GIVEN REQUEST =>
Number each line of the rows that follow, in order, leaving out any blank lines.

** START **

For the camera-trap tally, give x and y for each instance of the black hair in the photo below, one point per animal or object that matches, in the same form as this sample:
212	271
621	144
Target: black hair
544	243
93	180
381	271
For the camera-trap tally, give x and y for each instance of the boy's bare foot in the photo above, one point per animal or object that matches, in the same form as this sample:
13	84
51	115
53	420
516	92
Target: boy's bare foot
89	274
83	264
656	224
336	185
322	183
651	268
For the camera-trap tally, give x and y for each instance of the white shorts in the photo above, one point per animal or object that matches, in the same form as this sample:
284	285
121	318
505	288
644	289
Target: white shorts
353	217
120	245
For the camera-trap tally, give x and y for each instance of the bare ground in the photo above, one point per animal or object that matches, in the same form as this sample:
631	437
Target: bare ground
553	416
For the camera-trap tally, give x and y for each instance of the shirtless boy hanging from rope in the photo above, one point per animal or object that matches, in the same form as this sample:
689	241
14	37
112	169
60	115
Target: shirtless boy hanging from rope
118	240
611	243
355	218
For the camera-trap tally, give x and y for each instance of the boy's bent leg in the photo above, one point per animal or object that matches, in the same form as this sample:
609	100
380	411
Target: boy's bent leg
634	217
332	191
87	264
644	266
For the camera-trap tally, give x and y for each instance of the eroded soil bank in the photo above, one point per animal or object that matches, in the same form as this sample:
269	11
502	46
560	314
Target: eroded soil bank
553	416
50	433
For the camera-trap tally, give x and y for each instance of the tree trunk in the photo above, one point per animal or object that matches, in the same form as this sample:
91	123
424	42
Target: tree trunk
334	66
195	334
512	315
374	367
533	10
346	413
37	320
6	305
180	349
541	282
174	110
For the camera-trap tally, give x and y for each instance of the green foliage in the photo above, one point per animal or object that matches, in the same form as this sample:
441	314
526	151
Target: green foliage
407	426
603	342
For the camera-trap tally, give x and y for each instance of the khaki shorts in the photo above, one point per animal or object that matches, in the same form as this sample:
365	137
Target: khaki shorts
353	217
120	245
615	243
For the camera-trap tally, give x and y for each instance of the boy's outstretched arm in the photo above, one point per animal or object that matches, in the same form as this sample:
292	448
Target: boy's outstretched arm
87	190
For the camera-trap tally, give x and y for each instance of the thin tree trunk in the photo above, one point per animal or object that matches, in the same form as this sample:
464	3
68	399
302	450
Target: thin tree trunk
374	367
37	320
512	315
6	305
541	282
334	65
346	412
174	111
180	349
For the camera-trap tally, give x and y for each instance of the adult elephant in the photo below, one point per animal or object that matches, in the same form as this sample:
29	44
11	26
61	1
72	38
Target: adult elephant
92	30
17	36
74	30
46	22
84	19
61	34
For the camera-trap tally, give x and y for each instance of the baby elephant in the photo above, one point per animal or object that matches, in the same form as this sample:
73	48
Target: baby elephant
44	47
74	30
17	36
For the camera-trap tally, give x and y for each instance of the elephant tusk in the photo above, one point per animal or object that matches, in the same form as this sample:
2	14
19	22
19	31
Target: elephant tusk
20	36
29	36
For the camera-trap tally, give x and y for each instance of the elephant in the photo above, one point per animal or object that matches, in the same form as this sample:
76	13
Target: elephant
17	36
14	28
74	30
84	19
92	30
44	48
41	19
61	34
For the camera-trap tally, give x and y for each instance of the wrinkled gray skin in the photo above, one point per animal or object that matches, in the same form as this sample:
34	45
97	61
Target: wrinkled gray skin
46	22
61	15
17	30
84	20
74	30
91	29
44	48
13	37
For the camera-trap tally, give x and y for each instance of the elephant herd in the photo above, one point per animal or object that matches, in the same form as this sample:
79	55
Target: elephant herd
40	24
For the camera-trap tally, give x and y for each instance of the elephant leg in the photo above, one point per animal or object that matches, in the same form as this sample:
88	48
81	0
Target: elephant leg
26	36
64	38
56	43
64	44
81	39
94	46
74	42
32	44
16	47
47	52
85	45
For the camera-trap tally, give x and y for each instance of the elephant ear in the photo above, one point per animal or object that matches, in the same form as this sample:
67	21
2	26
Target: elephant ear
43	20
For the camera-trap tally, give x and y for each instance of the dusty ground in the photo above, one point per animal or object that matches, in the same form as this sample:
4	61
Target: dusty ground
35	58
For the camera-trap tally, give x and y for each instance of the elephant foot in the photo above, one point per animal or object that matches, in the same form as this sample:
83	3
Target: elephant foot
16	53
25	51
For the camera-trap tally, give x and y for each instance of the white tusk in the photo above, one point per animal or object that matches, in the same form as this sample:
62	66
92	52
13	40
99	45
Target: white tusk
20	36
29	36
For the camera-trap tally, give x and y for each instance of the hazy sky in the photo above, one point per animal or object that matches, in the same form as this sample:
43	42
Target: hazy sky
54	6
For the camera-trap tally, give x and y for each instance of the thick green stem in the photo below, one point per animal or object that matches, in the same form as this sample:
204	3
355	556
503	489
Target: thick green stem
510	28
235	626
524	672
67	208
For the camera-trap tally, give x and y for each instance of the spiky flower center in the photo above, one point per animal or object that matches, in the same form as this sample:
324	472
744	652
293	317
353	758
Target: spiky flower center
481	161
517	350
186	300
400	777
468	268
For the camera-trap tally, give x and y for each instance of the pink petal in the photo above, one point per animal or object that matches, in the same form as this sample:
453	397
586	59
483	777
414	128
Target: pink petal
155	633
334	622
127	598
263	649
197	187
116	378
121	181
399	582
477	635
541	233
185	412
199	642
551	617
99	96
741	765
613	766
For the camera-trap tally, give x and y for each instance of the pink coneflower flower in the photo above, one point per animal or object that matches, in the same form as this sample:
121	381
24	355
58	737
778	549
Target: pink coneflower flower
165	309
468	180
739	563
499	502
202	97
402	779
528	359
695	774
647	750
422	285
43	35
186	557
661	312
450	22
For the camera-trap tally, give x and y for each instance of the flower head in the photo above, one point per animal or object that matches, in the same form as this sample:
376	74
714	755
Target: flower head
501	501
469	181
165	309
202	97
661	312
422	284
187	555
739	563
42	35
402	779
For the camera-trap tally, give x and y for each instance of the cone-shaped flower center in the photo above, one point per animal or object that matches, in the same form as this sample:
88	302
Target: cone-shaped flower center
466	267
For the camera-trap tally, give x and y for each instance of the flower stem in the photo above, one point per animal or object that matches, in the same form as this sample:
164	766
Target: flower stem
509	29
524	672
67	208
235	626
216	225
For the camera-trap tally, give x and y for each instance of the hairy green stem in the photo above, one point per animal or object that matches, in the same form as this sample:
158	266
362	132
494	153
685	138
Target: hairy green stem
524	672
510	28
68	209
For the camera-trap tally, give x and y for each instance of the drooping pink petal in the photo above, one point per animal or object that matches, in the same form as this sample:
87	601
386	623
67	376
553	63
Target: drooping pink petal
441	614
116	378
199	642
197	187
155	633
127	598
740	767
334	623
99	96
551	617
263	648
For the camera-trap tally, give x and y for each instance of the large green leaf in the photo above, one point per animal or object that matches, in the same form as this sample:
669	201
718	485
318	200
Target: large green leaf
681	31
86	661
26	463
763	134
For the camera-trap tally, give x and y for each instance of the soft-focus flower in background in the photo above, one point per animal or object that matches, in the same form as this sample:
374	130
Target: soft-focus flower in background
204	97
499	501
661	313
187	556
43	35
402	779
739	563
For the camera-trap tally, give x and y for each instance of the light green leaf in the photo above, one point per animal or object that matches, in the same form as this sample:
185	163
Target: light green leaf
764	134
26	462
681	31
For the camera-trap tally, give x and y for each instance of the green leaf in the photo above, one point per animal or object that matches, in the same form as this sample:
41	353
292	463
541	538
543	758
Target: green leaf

** END **

THE ANSWER =>
1. For the camera-trap tally, give x and y for each instance of the black hair in the photo below, one point per animal or object that matches, in the same form as this sample:
2. 212	271
3. 621	144
4. Target: black hair
5. 544	243
6. 93	180
7. 381	271
8. For the camera-trap tally, give x and y for each instance of the boy's bare foot in the photo above, one point per animal or object that matches, in the same form as this sample:
9. 13	84
10. 51	115
11. 53	420
12. 516	92
13. Target: boy's bare foot
14. 89	274
15. 83	264
16. 656	224
17. 336	185
18. 322	183
19. 651	268
20. For the camera-trap tally, give x and y for each instance of the white shorts in the photo above, one point per animal or object that matches, in the same form as this sample:
21. 284	285
22. 121	318
23. 505	288
24. 644	289
25. Target: white shorts
26. 353	217
27. 120	245
28. For the camera-trap tally, give x and y for each instance of the bare ground in the photo above, one point per animal or object that matches, in the same form as this sample:
29. 631	437
30. Target: bare ground
31. 553	416
32. For the camera-trap tally, give x and y for each instance of the shirtless boy hanging from rope in the photo above, one point per animal or object that matches, in the same form as this sample:
33. 689	241
34. 14	37
35. 112	169
36. 60	115
37. Target: shirtless boy hanging from rope
38. 118	240
39. 611	243
40. 355	218
41. For the camera-trap tally, give x and y for each instance of the boy's bent leg in the photo above, one point per animal or object that matches, in the same form as this sample:
42. 609	100
43. 380	411
44. Target: boy's bent leg
45. 634	217
46. 332	191
47. 87	264
48. 644	266
49. For the camera-trap tally, give x and y for each instance of the eroded soil bank in the photo above, one point per animal or object that matches, in the same form as this sample:
50. 269	11
51. 502	46
52. 560	314
53. Target: eroded soil bank
54. 553	416
55. 50	433
56. For the camera-trap tally, give x and y for each instance of the tree trunk in the photo above, one point per animal or object that matches, in the same form as this sample:
57. 91	123
58. 424	42
59. Target: tree trunk
60. 334	66
61. 195	334
62. 512	315
63. 374	367
64. 533	10
65. 346	413
66. 37	320
67. 6	305
68. 180	349
69. 541	282
70. 174	110
71. For the camera-trap tally, give x and y for each instance of the green foliage in the photo above, one point per animal or object that matches, in the same form as this sample:
72. 441	314
73. 526	151
74. Target: green foliage
75. 407	426
76. 603	342
77. For the camera-trap tally, give x and y for each instance of the khaki shorts in the photo above, one point per animal or object that matches, in the same form as this sample:
78. 365	137
79. Target: khaki shorts
80. 353	217
81. 120	245
82. 615	243
83. For the camera-trap tally, give x and y for each instance of the boy's outstretched arm in the photo above, one point per animal or object that matches, in the same form as this sample:
84. 292	448
85. Target: boy's outstretched arm
86. 87	190
87. For the camera-trap tally, give x and y for each instance of the thin tree trunk in the photo above, one point per animal or object that matches, in the same form as this sample:
88. 464	3
89. 68	399
90. 302	450
91. Target: thin tree trunk
92. 374	367
93. 37	320
94. 512	315
95. 6	305
96. 541	282
97. 334	65
98. 346	412
99. 174	111
100. 180	349
101. For the camera-trap tally, give x and y for each instance of the adult elephant in the photo below, one point per animal or object that matches, in the same form as this sample:
102. 29	44
103. 11	26
104. 61	1
105. 72	38
106. Target: adult elephant
107. 92	30
108. 17	36
109. 74	30
110. 46	22
111. 84	19
112. 61	34
113. For the camera-trap tally, give x and y for each instance of the baby elephant in the photo above, one point per animal or object that matches, in the same form as this sample:
114. 73	48
115. Target: baby elephant
116. 44	47
117. 74	30
118. 17	36
119. For the camera-trap tally, give x and y for each instance of the elephant tusk in the photo above, one point per animal or object that matches, in the same form as this sample:
120. 2	14
121. 19	22
122. 19	31
123. Target: elephant tusk
124. 20	36
125. 29	36
126. For the camera-trap tally, give x and y for each instance of the elephant in the photo above, one point per animal or object that matches, in the same form as this sample:
127. 76	13
128. Target: elephant
129. 17	36
130. 14	28
131. 74	30
132. 84	19
133. 92	30
134. 44	48
135. 41	19
136. 61	34
137. For the camera-trap tally, give x and y for each instance of the wrinkled gray skin in the photo above, one point per animal or object that matches, in the same form as this sample:
138. 34	45
139. 97	61
140. Target: wrinkled gray skin
141. 46	22
142. 61	15
143. 17	30
144. 84	20
145. 74	30
146. 91	29
147. 44	48
148. 13	37
149. For the camera-trap tally, give x and y for each instance of the elephant herd in the photo above, one point per animal or object that matches, in the same form as this sample:
150. 79	55
151. Target: elephant herd
152. 40	24
153. For the camera-trap tally, give x and y for each instance of the elephant leg in the photo above, one point per animal or object that matches, in the same form as this sample:
154. 88	48
155. 81	0
156. Target: elephant leg
157. 26	36
158. 64	38
159. 56	43
160. 64	44
161. 81	39
162. 94	46
163. 74	42
164. 32	44
165. 16	47
166. 47	52
167. 85	45
168. For the camera-trap tally, give x and y for each instance of the elephant ear in the photo above, one point per animal or object that matches, in the same form as this sample:
169. 67	21
170. 2	26
171. Target: elephant ear
172. 43	20
173. For the camera-trap tally, give x and y for each instance of the dusty ground in the photo above, one point per animal or object that matches, in the same form as this sample:
174. 4	61
175. Target: dusty ground
176. 35	58
177. For the camera-trap tally, give x and y for each instance of the elephant foot in the photo above, one point per animal or object that matches, in the same form as this sample:
178. 83	3
179. Target: elephant foot
180. 16	53
181. 25	51
182. For the camera-trap tally, give x and y for each instance of the white tusk in the photo above, one point per animal or object that matches, in the same form as this sample:
183. 62	66
184. 92	52
185. 13	40
186. 99	45
187. Target: white tusk
188. 20	36
189. 29	36
190. For the camera-trap tally, give x and y for each instance of the hazy sky in the photo above, one point per animal or object that matches, in the same form as this sample:
191. 43	42
192. Target: hazy sky
193. 54	6
194. For the camera-trap tally, give x and y for each instance of the thick green stem in the photo below, one point per animal or object that matches, in the same form as this sample:
195. 204	3
196. 355	556
197. 503	489
198. Target: thick green stem
199. 510	28
200. 235	626
201. 524	672
202. 67	208
203. For the camera-trap tally, give x and y for each instance of the spiky flower center in the photo above, one point per animal or object that matches, in the same form as this sample:
204. 324	472
205. 744	652
206. 293	317
207. 353	758
208. Target: spiky flower center
209. 481	161
210. 517	350
211. 186	300
212. 400	777
213. 468	268
214. For the camera-trap tally, give x and y for each instance of the pink petal in the photo above, one point per animal or object that matches, in the same form as this sample:
215. 453	397
216. 586	59
217. 483	777
218. 414	128
219. Target: pink petal
220. 155	633
221. 334	622
222. 127	598
223. 263	649
224. 197	187
225. 116	378
226. 121	181
227. 399	582
228. 477	635
229. 541	233
230. 185	412
231. 199	642
232. 551	617
233. 99	96
234. 741	765
235. 613	766
236. For the camera-trap tally, give x and y for each instance of the pink coneflower flower in the photo above, one point per animal or object that matches, in the same form as this sample:
237. 121	381
238. 24	355
239. 58	737
240. 778	549
241. Target: pink coneflower flower
242. 165	309
243. 468	180
244. 739	563
245. 499	502
246. 202	97
247. 402	779
248. 528	359
249. 695	774
250. 647	750
251. 422	285
252. 43	35
253. 186	557
254. 661	312
255. 450	22
256. For the camera-trap tally, give x and y for each instance of the flower head in the photo above, one point per animal or object that matches, in the same form as this sample:
257. 376	74
258. 714	755
259. Target: flower head
260. 501	501
261. 469	181
262. 165	309
263. 202	97
264. 661	312
265. 422	284
266. 187	555
267. 739	563
268. 42	35
269. 402	779
270. For the camera-trap tally, give x and y for each instance of the cone-shaped flower center in the photo above, one point per animal or object that matches, in the same form as this sample:
271. 88	302
272. Target: cone-shaped flower center
273. 466	267
274. For the camera-trap tally, give x and y for each instance of the flower stem in the photo above, one point per animal or object that matches, in the same form as this sample:
275. 164	766
276. Target: flower stem
277. 509	29
278. 524	672
279. 67	208
280. 235	626
281. 216	225
282. For the camera-trap tally, give x and y for each instance of the hairy green stem in the photo above, one point per animal or object that matches, in the same form as this sample:
283. 158	266
284. 362	132
285. 494	153
286. 685	138
287. Target: hairy green stem
288. 524	672
289. 510	28
290. 68	209
291. For the camera-trap tally, give x and y for each instance of the drooping pink petal in the photo above, one point per animal or object that matches, in the same form as this sample:
292. 87	601
293. 386	623
294. 67	376
295. 553	63
296. Target: drooping pink petal
297. 441	614
298. 116	378
299. 199	642
300. 197	187
301. 155	633
302. 127	598
303. 740	767
304. 334	623
305. 99	96
306. 551	617
307. 263	648
308. For the camera-trap tally, give x and y for each instance of the large green leaf in the photo above, one point per animal or object that matches, in the same form as this sample:
309. 669	201
310. 718	485
311. 318	200
312. Target: large green leaf
313. 681	31
314. 86	661
315. 26	463
316. 763	134
317. For the camera-trap tally, give x and y for each instance of the soft-focus flower in background in the photo above, one point per animal or object that matches, in the same form as this sample:
318. 374	130
319. Target: soft-focus flower in background
320. 204	97
321. 499	501
322. 661	313
323. 187	556
324. 43	35
325. 402	779
326. 739	563
327. For the camera-trap tally, give x and y for each instance of the light green leaf in the photo above, one point per animal or object that matches, in the same form as this sample:
328. 185	163
329. Target: light green leaf
330. 764	134
331. 26	462
332. 681	31
333. For the camera-trap tally, give x and y for each instance of the green leaf in the photo above, one point per animal or object that matches, in the same form as this sample:
334. 41	353
335. 292	463
336. 541	538
337. 543	758
338. Target: green leaf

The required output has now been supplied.